*DATASET ROWS*:

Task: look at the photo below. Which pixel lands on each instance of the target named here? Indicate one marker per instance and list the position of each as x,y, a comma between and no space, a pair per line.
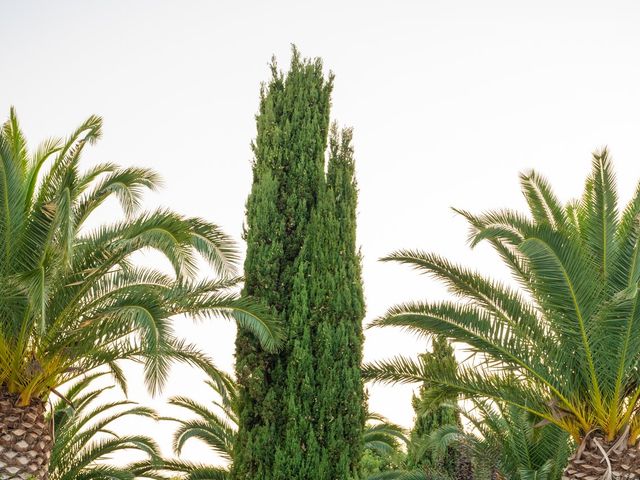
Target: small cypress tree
430,416
301,411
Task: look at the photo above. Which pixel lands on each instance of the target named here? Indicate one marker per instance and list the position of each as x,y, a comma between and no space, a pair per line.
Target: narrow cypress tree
430,416
301,411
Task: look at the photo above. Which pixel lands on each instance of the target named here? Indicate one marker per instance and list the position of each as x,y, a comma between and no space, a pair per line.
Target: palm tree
565,345
505,443
84,438
215,424
72,299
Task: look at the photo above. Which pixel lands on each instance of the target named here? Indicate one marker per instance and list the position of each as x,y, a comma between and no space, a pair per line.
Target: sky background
449,101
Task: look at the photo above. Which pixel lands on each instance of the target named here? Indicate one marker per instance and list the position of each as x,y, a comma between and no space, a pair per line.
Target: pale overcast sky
449,100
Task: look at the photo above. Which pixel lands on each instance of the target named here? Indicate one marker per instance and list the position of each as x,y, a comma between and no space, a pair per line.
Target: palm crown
565,345
71,299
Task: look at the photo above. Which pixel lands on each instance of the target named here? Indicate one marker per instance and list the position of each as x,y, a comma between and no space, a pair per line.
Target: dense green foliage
567,347
507,442
432,415
71,298
301,411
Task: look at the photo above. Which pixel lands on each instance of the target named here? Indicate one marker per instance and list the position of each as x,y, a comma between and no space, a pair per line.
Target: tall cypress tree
430,416
301,411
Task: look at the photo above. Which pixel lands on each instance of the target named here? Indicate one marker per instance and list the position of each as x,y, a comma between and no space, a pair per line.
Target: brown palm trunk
597,459
25,439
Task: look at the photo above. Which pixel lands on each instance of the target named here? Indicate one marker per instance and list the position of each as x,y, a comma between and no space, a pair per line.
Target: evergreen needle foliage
301,411
566,347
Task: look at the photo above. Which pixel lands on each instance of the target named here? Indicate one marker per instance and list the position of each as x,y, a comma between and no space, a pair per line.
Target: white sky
449,101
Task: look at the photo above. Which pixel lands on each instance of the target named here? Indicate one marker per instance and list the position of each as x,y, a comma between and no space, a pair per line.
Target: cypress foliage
430,416
301,411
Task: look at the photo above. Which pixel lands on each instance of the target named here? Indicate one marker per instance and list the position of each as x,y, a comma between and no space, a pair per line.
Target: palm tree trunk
599,460
25,439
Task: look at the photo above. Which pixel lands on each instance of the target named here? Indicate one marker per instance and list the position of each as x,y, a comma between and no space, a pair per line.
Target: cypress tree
432,412
301,411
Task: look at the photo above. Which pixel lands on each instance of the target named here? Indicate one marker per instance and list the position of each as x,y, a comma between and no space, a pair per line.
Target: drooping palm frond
507,442
71,298
85,439
213,423
565,344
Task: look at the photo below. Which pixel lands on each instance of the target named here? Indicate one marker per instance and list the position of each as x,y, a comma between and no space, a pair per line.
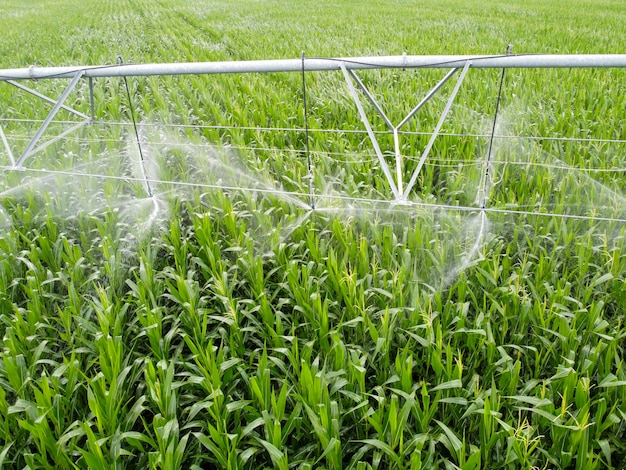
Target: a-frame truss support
399,191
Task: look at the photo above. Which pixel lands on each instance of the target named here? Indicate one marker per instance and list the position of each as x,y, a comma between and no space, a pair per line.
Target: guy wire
483,203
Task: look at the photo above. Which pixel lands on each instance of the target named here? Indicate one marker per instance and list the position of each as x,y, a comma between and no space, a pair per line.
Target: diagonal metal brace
45,98
370,132
435,133
59,104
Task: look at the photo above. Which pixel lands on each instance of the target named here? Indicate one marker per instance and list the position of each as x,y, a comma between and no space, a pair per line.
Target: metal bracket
397,187
58,105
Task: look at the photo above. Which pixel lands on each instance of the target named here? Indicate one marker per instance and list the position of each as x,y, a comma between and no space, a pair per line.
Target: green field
222,323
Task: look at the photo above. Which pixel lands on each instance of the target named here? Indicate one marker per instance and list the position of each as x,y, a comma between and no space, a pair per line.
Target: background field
208,327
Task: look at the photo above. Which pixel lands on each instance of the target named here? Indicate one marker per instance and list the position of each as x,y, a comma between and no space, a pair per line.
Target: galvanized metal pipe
321,64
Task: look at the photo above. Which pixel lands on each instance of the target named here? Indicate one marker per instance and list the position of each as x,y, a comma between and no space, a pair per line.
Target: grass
240,330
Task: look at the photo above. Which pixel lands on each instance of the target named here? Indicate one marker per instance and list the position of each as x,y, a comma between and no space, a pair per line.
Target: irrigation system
457,65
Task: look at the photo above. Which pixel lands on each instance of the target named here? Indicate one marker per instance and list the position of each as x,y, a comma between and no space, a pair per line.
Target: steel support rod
48,120
370,132
321,64
91,100
7,146
427,98
436,131
46,98
372,99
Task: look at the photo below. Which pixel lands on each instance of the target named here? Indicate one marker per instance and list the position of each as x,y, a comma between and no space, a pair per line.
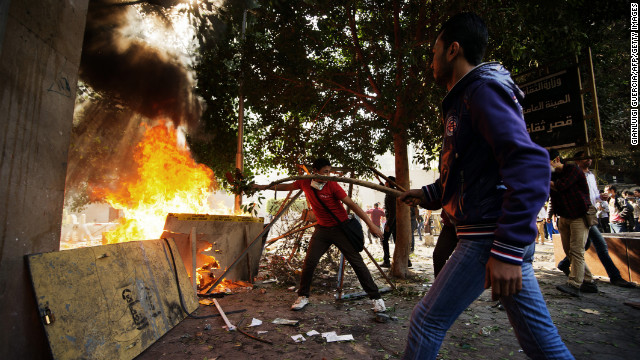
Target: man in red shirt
376,213
328,231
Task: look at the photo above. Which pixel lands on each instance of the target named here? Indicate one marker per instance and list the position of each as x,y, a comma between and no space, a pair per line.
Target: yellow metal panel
111,301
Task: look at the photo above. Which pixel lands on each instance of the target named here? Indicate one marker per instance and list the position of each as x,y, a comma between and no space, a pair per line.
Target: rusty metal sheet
225,235
111,301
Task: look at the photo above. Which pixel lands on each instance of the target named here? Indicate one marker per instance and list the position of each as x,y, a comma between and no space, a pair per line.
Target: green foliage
348,79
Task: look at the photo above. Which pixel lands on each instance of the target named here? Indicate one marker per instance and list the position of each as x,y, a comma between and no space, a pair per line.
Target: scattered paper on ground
331,336
285,322
590,311
298,338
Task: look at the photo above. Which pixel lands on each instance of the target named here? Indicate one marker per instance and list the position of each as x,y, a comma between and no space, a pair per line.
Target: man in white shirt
541,220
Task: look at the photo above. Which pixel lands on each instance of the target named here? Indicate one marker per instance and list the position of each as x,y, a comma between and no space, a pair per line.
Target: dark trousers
447,242
322,239
385,240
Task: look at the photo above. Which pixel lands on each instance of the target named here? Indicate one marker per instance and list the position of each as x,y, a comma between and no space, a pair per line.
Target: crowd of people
493,186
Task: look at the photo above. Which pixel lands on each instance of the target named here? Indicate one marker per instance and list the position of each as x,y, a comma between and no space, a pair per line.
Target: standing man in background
375,214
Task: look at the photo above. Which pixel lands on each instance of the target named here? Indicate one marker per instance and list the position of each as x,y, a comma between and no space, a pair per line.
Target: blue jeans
549,227
459,283
618,227
602,250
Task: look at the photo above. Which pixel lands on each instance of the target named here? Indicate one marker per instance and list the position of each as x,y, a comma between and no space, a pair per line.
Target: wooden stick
367,184
194,241
291,233
230,326
375,171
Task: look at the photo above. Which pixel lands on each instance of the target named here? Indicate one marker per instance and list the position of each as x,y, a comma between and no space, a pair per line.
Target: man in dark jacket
493,180
570,201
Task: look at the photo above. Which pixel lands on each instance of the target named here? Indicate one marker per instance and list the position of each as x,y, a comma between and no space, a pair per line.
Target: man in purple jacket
493,180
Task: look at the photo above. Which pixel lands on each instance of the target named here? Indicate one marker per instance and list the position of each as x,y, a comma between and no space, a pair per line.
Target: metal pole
240,150
594,94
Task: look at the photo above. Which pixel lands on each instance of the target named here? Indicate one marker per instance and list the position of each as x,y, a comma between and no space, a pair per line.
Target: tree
350,79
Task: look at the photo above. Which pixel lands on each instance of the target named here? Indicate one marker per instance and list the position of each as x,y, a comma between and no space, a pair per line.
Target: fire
168,181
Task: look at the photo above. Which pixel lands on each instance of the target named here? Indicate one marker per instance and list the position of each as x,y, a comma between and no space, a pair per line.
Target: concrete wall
39,56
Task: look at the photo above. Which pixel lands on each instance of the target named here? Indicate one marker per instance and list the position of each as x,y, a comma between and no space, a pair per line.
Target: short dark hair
553,154
470,31
319,163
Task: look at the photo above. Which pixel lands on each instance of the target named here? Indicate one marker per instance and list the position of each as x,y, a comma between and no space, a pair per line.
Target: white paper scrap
332,338
333,333
298,338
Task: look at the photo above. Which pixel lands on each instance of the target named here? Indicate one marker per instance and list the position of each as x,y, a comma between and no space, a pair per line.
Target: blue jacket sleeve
523,165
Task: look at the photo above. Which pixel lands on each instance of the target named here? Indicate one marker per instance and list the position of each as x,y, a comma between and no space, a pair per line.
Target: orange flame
168,181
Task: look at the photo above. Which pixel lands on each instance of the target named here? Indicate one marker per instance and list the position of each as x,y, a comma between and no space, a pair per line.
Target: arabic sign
553,110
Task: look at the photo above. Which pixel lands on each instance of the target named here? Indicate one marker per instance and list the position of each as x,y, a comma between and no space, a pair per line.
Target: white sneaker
378,305
301,302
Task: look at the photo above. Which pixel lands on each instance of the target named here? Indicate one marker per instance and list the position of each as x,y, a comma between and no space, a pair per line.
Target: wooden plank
111,301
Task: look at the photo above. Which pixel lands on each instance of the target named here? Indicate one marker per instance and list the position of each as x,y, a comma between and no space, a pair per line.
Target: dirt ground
596,326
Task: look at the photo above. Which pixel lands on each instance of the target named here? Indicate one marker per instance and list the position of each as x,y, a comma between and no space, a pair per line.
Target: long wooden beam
367,184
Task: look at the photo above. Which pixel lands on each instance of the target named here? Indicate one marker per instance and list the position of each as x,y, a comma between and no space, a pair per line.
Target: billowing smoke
150,80
129,79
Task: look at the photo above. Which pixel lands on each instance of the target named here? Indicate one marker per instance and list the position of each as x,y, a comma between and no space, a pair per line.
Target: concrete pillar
40,47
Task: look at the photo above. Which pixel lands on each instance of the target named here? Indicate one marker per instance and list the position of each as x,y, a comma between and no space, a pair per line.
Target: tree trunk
403,218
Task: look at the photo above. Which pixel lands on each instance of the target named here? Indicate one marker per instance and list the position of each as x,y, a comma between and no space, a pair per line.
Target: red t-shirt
331,194
375,214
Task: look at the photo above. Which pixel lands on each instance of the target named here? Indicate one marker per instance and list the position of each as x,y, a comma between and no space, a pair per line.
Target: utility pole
240,149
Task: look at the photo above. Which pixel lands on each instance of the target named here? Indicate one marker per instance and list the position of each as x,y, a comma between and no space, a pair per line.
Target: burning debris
136,101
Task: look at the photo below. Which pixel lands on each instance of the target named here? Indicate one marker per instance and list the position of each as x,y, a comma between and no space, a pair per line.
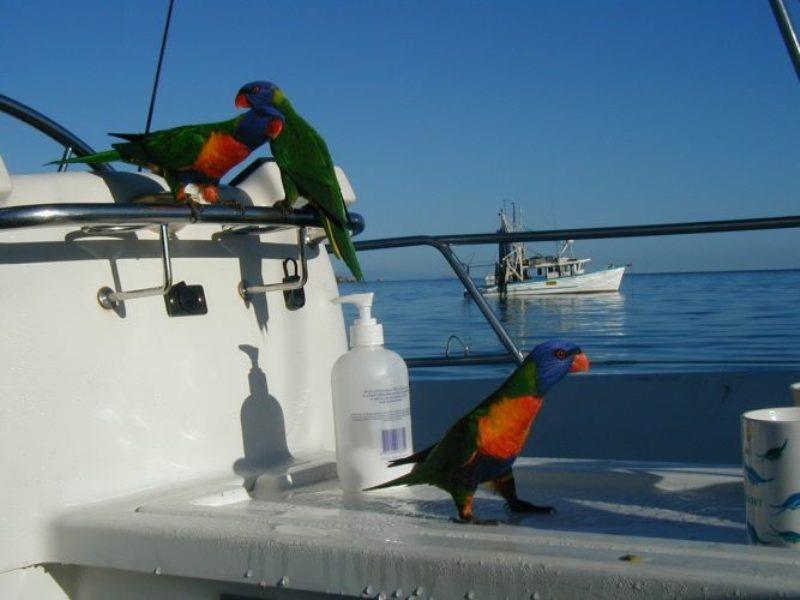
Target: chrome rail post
108,298
245,290
788,32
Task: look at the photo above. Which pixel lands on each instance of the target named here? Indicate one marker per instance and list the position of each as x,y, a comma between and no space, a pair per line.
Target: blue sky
585,113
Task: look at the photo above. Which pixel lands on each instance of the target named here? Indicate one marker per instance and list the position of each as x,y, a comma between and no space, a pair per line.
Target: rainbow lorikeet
194,154
306,168
482,446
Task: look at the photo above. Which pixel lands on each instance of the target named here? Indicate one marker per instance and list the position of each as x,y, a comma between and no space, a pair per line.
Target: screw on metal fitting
104,297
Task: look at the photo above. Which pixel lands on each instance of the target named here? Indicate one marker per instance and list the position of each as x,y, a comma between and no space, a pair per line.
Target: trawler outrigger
517,274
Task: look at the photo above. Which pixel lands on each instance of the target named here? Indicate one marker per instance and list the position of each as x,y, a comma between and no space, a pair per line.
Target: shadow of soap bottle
263,426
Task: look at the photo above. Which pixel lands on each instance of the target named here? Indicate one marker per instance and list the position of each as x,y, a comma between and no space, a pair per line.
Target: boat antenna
158,70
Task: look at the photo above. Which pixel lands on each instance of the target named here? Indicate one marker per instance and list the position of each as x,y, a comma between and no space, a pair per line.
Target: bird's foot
475,521
284,207
195,208
210,193
522,506
237,206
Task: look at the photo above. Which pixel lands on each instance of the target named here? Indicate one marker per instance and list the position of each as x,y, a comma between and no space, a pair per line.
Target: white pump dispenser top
365,330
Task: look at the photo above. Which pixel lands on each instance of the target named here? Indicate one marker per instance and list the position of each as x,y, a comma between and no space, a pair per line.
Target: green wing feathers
97,157
303,157
342,246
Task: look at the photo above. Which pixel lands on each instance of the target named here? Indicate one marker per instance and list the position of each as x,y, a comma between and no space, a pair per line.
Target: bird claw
237,206
284,207
522,506
195,209
475,521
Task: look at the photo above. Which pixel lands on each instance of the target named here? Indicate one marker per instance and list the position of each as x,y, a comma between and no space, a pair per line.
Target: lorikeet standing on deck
482,445
194,154
306,168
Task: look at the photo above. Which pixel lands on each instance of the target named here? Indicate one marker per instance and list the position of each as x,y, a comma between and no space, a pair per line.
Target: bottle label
391,408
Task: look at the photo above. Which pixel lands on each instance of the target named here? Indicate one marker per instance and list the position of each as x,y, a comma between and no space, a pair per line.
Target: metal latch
185,300
293,282
293,297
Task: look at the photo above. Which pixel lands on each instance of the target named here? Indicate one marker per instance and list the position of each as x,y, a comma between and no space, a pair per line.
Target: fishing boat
517,274
163,439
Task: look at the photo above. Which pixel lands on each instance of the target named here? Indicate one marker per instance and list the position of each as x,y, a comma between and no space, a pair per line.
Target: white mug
771,463
795,387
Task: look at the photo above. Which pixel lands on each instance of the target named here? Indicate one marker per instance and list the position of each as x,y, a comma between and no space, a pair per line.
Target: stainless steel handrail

*WORK TO BE COMPLETED*:
Find every line in the listing above that contains the word "concrete", and copy each of those lines.

*ANSWER TO THE PROBLEM*:
Target: concrete wall
Target: concrete pillar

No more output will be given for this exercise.